Introduction
_main
function is defined in a file called crt0_64.S
, which is C-runtime startup Code for AArch64 U-Boot
.
crt0_64.S
/*
* This file handles the target-independent stages of the U-Boot
* start-up where a C runtime environment is needed. Its entry point
* is _main and is branched into from the target's start.S file.
*
* _main execution sequence is:
*
* 1. Set up initial environment for calling board_init_f().
* This environment only provides a stack and a place to store
* the GD ('global data') structure, both located in some readily
* available RAM (SRAM, locked cache...). In this context, VARIABLE
* global data, initialized or not (BSS), are UNAVAILABLE; only
* CONSTANT initialized data are available. GD should be zeroed
* before board_init_f() is called.
*
* 2. Call board_init_f(). This function prepares the hardware for
* execution from system RAM (DRAM, DDR...) As system RAM may not
* be available yet, , board_init_f() must use the current GD to
* store any data which must be passed on to later stages. These
* data include the relocation destination, the future stack, and
* the future GD location.
*
* 3. Set up intermediate environment where the stack and GD are the
* ones allocated by board_init_f() in system RAM, but BSS and
* initialized non-const data are still not available.
*
* 4a.For U-Boot proper (not SPL), call relocate_code(). This function
* relocates U-Boot from its current location into the relocation
* destination computed by board_init_f().
*
* 4b.For SPL, board_init_f() just returns (to crt0). There is no
* code relocation in SPL.
*
* 5. Set up final environment for calling board_init_r(). This
* environment has BSS (initialized to 0), initialized non-const
* data (initialized to their intended value), and stack in system
* RAM (for SPL moving the stack and GD into RAM is optional - see
* CONFIG_SPL_STACK_R). GD has retained values set by board_init_f().
*
* TODO: For SPL, implement stack relocation on AArch64.
*
* 6. For U-Boot proper (not SPL), some CPUs have some work left to do
* at this point regarding memory, so call c_runtime_cpu_setup.
*
* 7. Branch to board_init_r().
*
* For more information see 'Board Initialisation Flow in README.
*/
In the top level README:
Board Initialisation Flow:
--------------------------
This is the intended start-up flow for boards. This should apply for both
SPL and U-Boot proper (i.e. they both follow the same rules).
Note: "SPL" stands for "Secondary Program Loader," which is explained in
more detail later in this file.
At present, SPL mostly uses a separate code path, but the function names
and roles of each function are the same. Some boards or architectures
may not conform to this. At least most ARM boards which use
CONFIG_SPL_FRAMEWORK conform to this.
Execution typically starts with an architecture-specific (and possibly
CPU-specific) start.S file, such as:
- arch/arm/cpu/armv7/start.S
- arch/powerpc/cpu/mpc83xx/start.S
- arch/mips/cpu/start.S
and so on. From there, three functions are called; the purpose and
limitations of each of these functions are described below.

▸ Entries provided
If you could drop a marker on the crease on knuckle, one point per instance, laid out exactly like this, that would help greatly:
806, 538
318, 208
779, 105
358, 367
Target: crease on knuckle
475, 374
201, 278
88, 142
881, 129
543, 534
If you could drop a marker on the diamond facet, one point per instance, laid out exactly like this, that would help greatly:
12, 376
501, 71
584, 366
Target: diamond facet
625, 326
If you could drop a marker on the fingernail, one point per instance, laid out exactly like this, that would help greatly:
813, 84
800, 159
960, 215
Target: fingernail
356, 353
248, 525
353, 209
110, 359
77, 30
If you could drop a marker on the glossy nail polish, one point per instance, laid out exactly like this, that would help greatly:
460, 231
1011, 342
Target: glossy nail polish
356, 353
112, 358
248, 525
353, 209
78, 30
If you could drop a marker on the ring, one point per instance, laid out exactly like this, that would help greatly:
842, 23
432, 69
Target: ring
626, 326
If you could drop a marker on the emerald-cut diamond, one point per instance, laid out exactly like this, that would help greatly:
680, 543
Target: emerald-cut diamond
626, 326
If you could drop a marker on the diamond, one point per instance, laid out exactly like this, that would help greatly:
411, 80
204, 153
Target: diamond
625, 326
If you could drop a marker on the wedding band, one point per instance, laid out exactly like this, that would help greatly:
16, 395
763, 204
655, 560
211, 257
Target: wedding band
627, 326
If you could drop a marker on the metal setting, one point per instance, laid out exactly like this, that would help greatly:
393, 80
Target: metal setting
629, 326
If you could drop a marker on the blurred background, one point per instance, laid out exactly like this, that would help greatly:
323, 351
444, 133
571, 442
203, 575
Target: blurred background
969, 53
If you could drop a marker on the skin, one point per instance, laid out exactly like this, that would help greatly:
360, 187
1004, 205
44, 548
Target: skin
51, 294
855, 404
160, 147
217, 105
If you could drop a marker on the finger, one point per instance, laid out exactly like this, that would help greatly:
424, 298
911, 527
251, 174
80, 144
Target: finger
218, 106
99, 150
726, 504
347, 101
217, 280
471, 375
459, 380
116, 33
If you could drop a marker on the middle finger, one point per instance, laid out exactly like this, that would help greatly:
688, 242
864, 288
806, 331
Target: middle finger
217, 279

▸ Exercise task 1
Answer these from the U-Boot start-up text:
(a) In which file is the _main function defined?
(b) What does "SPL" stand for?
(c) Which function does U-Boot proper call in step 4a?
▸ Exercise task 2
Copy everything in the U-Boot start-up text from "At present, SPL" down to "CONFIG_SPL_FRAMEWORK conform to this.", substituting "largely" for "mostly".
Base your replies on the U-Boot start-up text alone, not on the listing.

▸ Written answer 1
(a) crt0_64.S
(b) Secondary Program Loader
(c) relocate_code()

▸ Written answer 2
At present, SPL largely uses a separate code path, but the function names
and roles of each function are the same. Some boards or architectures
may not conform to this. At least most ARM boards which use
CONFIG_SPL_FRAMEWORK conform to this.